*GIVEN TASK*: Copy the data from its start up to and including the line with "pixel 267 87", swapping every "sky" for "horizon" and changing nothing else. Leave the pictures out of your copy.

*PROVIDED RECORDS*:
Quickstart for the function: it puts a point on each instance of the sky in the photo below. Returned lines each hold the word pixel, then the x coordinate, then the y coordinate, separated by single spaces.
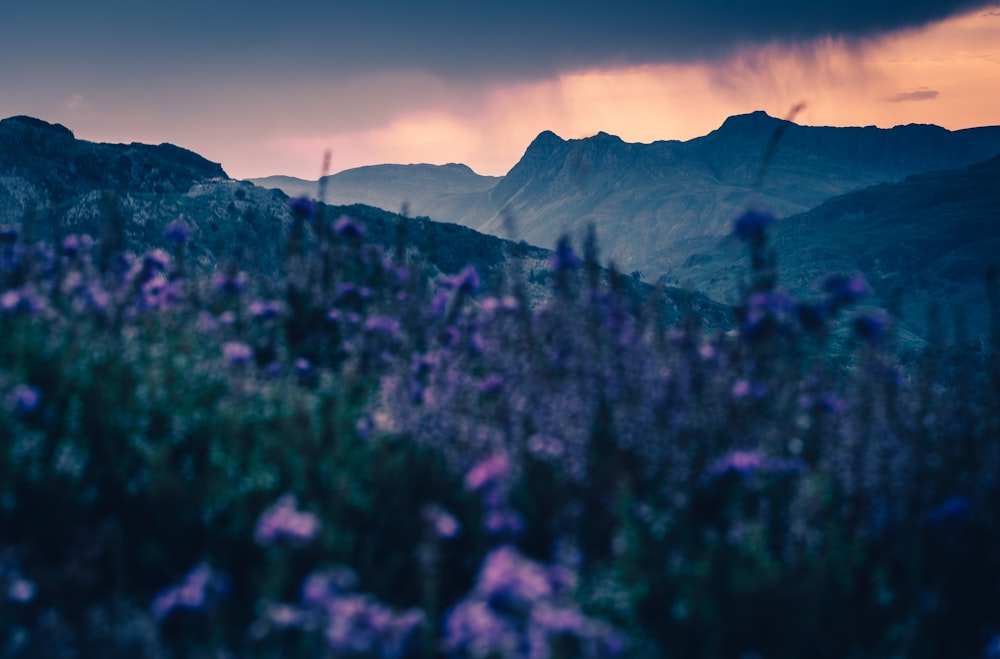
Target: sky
pixel 267 87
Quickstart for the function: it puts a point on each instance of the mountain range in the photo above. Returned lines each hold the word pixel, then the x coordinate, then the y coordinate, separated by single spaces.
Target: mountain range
pixel 52 185
pixel 923 239
pixel 925 245
pixel 654 204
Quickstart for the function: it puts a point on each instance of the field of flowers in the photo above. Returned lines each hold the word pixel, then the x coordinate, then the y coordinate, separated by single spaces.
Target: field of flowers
pixel 354 459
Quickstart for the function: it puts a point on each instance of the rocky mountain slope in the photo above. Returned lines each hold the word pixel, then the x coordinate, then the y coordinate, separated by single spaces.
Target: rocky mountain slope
pixel 445 192
pixel 924 244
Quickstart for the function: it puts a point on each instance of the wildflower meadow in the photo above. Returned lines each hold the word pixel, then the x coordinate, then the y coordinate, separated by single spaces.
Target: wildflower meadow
pixel 360 456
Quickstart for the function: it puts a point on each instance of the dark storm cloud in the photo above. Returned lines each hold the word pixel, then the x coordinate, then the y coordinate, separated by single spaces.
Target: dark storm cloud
pixel 464 38
pixel 915 95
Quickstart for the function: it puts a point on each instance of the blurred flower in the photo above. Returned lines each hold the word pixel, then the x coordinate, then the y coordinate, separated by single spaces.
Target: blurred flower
pixel 752 225
pixel 22 301
pixel 766 312
pixel 21 590
pixel 743 388
pixel 444 524
pixel 502 521
pixel 266 309
pixel 383 326
pixel 954 508
pixel 283 522
pixel 321 585
pixel 845 289
pixel 870 325
pixel 236 353
pixel 747 463
pixel 473 629
pixel 508 581
pixel 177 232
pixel 826 403
pixel 25 399
pixel 199 588
pixel 491 471
pixel 812 317
pixel 232 283
pixel 466 282
pixel 491 384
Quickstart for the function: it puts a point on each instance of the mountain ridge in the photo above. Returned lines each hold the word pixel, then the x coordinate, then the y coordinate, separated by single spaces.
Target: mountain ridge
pixel 652 203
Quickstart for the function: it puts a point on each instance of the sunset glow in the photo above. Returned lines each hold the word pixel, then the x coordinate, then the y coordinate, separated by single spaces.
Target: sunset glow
pixel 944 74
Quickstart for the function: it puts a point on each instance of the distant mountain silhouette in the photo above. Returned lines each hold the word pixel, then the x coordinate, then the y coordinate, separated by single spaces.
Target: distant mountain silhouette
pixel 444 192
pixel 52 185
pixel 924 244
pixel 653 204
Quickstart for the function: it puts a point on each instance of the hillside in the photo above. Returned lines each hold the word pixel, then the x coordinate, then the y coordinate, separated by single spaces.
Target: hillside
pixel 444 192
pixel 924 242
pixel 654 204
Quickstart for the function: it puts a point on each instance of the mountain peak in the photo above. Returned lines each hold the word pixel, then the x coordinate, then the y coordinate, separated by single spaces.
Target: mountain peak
pixel 546 139
pixel 753 121
pixel 607 137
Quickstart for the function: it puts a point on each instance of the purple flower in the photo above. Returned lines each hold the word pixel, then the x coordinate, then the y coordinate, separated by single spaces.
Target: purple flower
pixel 466 282
pixel 826 404
pixel 236 353
pixel 383 326
pixel 444 524
pixel 954 508
pixel 508 581
pixel 502 521
pixel 870 325
pixel 474 627
pixel 283 522
pixel 199 588
pixel 811 316
pixel 22 301
pixel 266 310
pixel 745 389
pixel 491 384
pixel 320 586
pixel 766 312
pixel 21 590
pixel 347 227
pixel 748 463
pixel 303 208
pixel 232 283
pixel 752 225
pixel 177 232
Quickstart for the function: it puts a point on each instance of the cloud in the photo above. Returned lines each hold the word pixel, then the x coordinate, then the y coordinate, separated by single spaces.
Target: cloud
pixel 455 39
pixel 922 94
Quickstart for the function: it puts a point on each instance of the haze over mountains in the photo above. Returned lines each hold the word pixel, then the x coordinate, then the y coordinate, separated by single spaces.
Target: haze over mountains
pixel 913 207
pixel 653 204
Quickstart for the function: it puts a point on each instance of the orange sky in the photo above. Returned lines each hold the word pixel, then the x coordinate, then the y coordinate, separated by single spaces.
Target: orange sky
pixel 947 73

*WRITTEN ANSWER*:
Quickstart for the function: it puts a point on each instance of the horizon in the photo below. Returned lines each hold the word pixel, then the x coordinate, then the y coordinate, separated by single spaces.
Target: horizon
pixel 267 87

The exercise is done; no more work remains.